# EXERCISE DIRECTIONS
Search the records for the word "below" and copy every line in which it occurs.

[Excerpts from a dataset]
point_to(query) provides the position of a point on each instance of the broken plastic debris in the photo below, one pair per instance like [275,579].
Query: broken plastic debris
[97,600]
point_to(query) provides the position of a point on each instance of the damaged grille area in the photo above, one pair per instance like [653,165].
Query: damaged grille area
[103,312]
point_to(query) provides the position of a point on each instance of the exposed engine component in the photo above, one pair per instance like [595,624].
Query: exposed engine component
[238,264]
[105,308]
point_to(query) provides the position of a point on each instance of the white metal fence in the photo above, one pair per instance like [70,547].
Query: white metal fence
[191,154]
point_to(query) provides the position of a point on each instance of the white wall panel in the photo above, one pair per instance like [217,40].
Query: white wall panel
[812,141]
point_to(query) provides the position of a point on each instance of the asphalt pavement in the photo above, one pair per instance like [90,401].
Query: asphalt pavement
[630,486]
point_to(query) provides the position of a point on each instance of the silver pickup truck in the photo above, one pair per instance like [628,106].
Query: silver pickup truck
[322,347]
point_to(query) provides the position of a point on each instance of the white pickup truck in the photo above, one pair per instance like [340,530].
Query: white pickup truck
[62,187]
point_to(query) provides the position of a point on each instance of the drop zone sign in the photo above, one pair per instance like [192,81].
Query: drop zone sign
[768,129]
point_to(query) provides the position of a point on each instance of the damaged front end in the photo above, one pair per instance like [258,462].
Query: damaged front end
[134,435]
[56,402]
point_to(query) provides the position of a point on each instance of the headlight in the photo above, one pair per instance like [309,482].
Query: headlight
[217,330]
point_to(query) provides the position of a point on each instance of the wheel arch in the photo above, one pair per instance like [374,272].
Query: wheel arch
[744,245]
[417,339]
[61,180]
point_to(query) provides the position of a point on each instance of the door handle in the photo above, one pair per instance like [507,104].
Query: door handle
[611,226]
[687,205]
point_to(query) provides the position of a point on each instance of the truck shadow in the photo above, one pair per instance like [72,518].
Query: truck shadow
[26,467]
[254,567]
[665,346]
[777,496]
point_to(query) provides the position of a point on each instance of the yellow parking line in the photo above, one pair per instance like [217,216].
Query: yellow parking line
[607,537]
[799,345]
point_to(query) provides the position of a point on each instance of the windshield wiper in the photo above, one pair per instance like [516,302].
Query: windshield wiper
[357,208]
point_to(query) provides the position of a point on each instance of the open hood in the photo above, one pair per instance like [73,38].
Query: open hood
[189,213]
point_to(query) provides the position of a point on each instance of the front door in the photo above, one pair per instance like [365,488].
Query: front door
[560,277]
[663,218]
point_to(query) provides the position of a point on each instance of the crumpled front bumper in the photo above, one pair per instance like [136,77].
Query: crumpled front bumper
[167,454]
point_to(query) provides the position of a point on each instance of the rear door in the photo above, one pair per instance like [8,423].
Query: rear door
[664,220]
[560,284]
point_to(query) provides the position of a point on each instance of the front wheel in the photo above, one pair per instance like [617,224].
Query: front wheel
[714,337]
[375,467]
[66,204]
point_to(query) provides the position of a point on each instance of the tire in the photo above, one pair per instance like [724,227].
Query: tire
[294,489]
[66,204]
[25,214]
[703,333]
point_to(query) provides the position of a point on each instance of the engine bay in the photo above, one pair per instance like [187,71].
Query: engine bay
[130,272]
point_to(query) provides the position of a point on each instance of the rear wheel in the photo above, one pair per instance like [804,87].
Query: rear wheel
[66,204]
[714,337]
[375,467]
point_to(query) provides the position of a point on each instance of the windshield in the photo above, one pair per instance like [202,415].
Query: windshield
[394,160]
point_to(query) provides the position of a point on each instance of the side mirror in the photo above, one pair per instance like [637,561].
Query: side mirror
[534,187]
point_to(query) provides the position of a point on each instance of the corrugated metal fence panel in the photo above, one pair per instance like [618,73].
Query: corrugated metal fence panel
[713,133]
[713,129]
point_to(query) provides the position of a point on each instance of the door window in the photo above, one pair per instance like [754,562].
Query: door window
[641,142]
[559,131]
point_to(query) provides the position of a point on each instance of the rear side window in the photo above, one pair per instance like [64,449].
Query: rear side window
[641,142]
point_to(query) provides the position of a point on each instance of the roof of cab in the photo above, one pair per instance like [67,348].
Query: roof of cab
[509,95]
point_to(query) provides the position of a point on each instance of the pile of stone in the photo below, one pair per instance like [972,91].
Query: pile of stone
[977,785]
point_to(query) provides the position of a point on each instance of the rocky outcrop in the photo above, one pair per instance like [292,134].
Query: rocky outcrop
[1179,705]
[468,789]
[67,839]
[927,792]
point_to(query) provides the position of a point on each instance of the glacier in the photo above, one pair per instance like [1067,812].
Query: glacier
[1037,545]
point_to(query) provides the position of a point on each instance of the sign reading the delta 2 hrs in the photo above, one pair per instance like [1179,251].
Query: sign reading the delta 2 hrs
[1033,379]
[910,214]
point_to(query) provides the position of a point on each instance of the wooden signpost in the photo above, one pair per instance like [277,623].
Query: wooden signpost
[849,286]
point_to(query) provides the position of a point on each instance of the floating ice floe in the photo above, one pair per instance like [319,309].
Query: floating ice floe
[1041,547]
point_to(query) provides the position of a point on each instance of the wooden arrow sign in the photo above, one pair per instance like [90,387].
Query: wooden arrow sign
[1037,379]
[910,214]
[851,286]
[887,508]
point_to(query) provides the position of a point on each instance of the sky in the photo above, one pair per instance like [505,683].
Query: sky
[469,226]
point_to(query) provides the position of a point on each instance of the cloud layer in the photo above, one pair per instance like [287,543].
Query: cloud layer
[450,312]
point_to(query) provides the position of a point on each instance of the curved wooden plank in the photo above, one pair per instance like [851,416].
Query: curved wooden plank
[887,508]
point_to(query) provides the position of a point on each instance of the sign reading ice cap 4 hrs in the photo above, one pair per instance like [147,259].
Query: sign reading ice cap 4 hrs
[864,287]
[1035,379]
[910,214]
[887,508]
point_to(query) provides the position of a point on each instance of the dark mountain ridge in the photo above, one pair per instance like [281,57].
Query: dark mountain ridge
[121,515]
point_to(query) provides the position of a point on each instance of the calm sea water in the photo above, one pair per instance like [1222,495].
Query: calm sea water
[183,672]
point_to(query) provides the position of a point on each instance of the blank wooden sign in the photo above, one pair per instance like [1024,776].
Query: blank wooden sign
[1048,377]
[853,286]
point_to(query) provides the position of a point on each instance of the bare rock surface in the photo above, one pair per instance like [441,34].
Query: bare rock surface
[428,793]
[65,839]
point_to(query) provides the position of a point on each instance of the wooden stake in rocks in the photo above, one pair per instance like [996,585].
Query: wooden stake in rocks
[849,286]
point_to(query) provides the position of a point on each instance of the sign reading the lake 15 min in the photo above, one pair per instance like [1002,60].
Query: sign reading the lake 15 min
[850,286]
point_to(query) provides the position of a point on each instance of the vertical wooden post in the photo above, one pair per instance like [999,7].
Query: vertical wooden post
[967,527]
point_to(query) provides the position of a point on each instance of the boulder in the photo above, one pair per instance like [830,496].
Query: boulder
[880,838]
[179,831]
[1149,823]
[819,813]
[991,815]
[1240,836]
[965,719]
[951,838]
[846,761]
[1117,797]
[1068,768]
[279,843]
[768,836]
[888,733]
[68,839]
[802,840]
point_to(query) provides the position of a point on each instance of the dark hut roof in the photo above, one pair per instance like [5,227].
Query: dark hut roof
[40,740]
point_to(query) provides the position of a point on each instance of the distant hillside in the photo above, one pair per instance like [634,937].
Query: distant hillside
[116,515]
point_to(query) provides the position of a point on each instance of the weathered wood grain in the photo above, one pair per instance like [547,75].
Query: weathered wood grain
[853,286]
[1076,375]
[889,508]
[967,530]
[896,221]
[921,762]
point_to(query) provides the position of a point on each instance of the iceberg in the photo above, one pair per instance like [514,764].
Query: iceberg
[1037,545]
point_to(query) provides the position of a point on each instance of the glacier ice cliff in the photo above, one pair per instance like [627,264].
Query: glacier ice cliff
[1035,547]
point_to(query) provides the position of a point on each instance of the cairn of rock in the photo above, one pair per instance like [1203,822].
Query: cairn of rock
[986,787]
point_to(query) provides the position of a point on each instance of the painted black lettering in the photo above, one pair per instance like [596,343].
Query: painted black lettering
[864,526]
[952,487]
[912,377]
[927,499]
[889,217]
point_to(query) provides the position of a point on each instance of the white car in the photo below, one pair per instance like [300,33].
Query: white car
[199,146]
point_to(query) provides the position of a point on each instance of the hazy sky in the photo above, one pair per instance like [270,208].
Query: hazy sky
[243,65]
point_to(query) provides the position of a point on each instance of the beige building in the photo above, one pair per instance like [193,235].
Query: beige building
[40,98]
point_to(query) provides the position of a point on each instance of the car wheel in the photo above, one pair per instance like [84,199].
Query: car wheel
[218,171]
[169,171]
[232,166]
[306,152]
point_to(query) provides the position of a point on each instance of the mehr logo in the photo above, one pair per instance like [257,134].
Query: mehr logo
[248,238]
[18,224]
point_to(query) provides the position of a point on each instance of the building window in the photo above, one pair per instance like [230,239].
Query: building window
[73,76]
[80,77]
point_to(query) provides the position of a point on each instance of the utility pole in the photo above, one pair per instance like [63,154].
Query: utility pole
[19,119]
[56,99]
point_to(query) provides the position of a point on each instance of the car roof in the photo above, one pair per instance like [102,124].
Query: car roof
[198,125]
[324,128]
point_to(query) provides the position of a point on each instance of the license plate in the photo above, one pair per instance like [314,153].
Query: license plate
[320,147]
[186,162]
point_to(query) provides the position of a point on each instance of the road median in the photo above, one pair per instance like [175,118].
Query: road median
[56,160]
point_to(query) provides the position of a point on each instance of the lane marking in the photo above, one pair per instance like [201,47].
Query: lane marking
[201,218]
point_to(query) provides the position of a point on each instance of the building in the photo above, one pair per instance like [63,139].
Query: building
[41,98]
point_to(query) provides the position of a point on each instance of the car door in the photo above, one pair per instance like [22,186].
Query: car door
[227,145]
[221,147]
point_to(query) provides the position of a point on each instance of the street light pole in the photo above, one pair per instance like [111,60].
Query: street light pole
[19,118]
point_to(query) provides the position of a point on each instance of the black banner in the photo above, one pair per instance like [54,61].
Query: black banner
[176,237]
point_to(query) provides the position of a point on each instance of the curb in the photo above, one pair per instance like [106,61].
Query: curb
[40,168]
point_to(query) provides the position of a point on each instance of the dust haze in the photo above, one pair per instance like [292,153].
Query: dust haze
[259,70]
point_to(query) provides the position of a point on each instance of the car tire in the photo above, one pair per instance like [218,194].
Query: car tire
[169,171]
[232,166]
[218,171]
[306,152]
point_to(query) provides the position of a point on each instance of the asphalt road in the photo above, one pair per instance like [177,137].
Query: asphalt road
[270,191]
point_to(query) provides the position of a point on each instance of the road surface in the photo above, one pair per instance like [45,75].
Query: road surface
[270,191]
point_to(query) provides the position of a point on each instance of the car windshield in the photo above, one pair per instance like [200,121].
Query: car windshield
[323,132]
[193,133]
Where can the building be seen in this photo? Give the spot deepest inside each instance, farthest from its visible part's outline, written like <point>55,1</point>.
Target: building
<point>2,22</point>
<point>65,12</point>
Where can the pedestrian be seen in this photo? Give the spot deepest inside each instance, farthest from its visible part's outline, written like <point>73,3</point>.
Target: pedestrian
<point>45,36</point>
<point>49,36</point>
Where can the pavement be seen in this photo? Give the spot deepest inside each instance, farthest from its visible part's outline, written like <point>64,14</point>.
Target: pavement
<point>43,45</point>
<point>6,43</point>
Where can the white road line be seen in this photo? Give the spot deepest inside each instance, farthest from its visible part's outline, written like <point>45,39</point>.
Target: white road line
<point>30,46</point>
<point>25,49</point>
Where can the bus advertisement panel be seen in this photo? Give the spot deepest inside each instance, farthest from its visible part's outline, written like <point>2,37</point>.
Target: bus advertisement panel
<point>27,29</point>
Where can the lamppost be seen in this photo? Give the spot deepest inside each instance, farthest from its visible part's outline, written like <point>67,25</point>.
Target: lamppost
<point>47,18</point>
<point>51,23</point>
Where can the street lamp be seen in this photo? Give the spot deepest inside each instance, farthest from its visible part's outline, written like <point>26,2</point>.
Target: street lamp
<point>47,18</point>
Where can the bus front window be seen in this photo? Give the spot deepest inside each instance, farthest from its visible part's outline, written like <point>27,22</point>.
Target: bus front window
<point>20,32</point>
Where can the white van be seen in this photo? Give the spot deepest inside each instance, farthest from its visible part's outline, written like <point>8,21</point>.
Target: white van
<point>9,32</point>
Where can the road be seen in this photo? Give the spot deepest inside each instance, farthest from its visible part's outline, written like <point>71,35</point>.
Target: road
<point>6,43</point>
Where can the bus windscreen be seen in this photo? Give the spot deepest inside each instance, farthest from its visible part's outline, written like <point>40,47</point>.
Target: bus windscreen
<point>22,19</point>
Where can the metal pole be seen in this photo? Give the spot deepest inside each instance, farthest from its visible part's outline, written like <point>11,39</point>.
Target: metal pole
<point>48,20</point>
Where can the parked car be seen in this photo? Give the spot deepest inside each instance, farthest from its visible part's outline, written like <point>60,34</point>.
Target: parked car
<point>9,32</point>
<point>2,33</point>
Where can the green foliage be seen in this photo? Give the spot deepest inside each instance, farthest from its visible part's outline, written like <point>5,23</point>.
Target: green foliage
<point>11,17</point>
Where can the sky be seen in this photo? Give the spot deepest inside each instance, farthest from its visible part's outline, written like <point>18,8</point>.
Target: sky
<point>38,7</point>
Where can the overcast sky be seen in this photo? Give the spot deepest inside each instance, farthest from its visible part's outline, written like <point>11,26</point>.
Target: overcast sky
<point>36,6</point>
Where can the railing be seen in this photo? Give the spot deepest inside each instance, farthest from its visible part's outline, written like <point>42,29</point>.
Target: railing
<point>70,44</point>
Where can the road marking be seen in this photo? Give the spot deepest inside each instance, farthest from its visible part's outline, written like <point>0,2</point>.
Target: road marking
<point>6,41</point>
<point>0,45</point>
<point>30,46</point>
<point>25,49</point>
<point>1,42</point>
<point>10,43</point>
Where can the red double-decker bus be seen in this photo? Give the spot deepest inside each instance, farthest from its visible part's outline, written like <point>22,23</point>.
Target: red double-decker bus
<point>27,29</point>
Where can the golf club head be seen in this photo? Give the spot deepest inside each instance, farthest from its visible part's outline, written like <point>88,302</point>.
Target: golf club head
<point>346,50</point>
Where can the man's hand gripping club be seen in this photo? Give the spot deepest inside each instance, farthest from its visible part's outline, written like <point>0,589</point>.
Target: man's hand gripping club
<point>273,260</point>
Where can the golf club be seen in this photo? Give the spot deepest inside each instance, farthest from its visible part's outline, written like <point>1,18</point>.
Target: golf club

# RESULT OF THE TASK
point_to(query) provides the position of a point on each instance of the broken plastic debris in the photo below, one pair per instance like [275,579].
point_to(query) provides the position of a point on each instance of the pile of stone in the photo below, one pair per instance like [972,91].
point_to(query) provides the position of a point on each instance of the white car in the photo below, one pair per instance like [300,33].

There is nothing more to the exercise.